> Work required: Your task is to output the data exactly as it stands.

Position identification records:
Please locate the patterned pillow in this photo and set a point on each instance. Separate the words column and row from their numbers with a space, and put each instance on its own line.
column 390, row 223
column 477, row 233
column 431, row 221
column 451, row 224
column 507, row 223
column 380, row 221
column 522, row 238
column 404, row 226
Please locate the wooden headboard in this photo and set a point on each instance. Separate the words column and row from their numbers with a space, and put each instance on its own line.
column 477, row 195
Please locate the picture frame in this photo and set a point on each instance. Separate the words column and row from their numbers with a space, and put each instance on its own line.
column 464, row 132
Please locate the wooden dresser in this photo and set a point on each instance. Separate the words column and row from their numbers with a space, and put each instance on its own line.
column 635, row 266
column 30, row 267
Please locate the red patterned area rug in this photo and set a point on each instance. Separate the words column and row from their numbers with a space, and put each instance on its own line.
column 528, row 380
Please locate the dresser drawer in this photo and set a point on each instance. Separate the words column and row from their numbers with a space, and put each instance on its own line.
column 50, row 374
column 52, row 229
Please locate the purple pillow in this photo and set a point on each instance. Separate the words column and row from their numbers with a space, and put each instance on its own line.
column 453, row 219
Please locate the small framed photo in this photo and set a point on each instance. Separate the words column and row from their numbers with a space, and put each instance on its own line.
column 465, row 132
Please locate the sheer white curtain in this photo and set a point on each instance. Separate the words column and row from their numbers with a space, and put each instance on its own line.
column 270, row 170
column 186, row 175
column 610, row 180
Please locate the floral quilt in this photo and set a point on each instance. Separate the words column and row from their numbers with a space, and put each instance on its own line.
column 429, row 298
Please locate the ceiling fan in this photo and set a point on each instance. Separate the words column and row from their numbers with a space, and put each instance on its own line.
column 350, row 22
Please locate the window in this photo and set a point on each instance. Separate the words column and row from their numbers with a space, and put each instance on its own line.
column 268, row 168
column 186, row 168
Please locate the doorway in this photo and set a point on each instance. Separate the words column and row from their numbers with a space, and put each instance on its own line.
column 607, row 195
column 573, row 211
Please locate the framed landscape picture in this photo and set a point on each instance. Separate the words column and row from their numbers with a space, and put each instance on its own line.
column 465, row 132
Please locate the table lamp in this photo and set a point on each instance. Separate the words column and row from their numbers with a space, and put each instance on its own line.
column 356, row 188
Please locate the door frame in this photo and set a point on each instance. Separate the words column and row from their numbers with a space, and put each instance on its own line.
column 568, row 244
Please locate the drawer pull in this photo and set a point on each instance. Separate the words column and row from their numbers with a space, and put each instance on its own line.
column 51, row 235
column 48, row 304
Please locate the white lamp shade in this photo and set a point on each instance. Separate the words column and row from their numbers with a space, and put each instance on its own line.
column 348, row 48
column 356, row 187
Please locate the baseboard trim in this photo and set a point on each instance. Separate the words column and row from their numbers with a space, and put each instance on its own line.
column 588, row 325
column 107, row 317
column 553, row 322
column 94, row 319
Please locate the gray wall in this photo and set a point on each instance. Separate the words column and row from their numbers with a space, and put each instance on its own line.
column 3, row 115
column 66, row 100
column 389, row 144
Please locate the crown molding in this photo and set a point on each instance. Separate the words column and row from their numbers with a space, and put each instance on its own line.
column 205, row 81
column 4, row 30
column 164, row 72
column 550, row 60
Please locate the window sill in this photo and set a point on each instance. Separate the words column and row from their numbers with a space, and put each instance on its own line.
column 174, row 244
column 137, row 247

> Answer:
Please locate the patterned pillow in this photo and set a point on each instance. Separate the words column and row from their numbers with a space, and put each instance on its own line.
column 390, row 223
column 477, row 233
column 431, row 221
column 451, row 224
column 507, row 223
column 380, row 221
column 522, row 238
column 404, row 226
Please locate the wooden headboard in this photo and set a point on each instance. Separate the words column and row from their numbers with a space, and put each instance on its own line.
column 477, row 195
Please locate the picture frame in this photo and set a point on each instance. Separate the words column and row from their numbers with a space, and put each instance on its own line.
column 464, row 132
Please locate the wooden dresser in this photo and set a point on each instance. Separate the words column and row from their numbers with a space, and put each instance on its own line.
column 635, row 266
column 30, row 267
Please locate the red patterned area rug in this photo and set a point on each instance. Separate the words column and row from their numbers with a space, and put each instance on its own line.
column 528, row 380
Please locate the dresser drawer in this photo and set a point on each instance. Separate the words column and row from their numbers with a space, and put each instance on its own line.
column 50, row 374
column 52, row 229
Please locate the purple pillow in this photo and set a point on each instance. Separate the words column and row from their numbers with a space, and put each instance on its own line.
column 453, row 219
Please locate the small framed photo in this photo and set a point on each instance. Separate the words column and row from their numbers with a space, and put each instance on its own line.
column 465, row 132
Please locate the sheer white curtain in this photo and set a point on each instance. Separate the words column and row from their numbers with a space, and put each instance on its own line.
column 270, row 170
column 186, row 175
column 610, row 180
Please locate the floral quilt in this photo and set a point on each instance. Separate the words column and row from their numbers with a space, and put each instance on its own line.
column 429, row 298
Please locate the ceiling fan in this photo and set a point on each instance. Separate the words column and row from their numbers with a space, and put each instance on its own line.
column 350, row 22
Please locate the window in this photo and set a point on each instance. Separate the words column and row from their numbers with a space, and put each instance on its own line.
column 268, row 168
column 186, row 168
Please locate the doorway in this photo and set a point on each instance. Separate the words column and row from their numbers with a space, and put each instance on its own line.
column 607, row 195
column 573, row 211
Please locate the framed landscape picture in this photo and set a point on each instance. Separate the words column and row from their numbers with a space, and put each instance on its own line.
column 465, row 132
Please locate the table lamp in this photo and set a point on each instance. Separate the words column and row from their numbers with a space, and put each instance on its own line.
column 356, row 188
Please locate the door frame in this photo and set a point on each instance. Separate the words column and row from their numbers with a space, and put each instance on its own line.
column 568, row 244
Please locate the drawer pull in this photo and set a point on each instance. Separate the words column and row from their numbers with a space, and put each instance on its own line.
column 51, row 235
column 48, row 304
Please locate the white lamp shade in this photo and set a point on each instance. Separate the words column and row from their numbers with a space, and put each instance on its own line.
column 348, row 48
column 356, row 187
Please locate the baseboard trim in this photo and set a point on each instance. Separate the words column and row from their numbers with a space, and put each instance on its own line.
column 588, row 325
column 107, row 317
column 553, row 322
column 94, row 319
Please locate the gray wall in this photo and set a point on each instance. Separate the words column and row from their numbers with a space, and put each instance on its own line.
column 3, row 115
column 66, row 100
column 389, row 144
Please locate the crown molding in this photo and set a point on each instance. Separate the words column and row from their numbers with a space, and put each instance on its own line.
column 205, row 81
column 4, row 30
column 164, row 72
column 550, row 60
Please locate the window sill in this photo and set a point on each instance. Separate the words column and row from their numbers with a space, and put each instance on its own line.
column 174, row 244
column 137, row 247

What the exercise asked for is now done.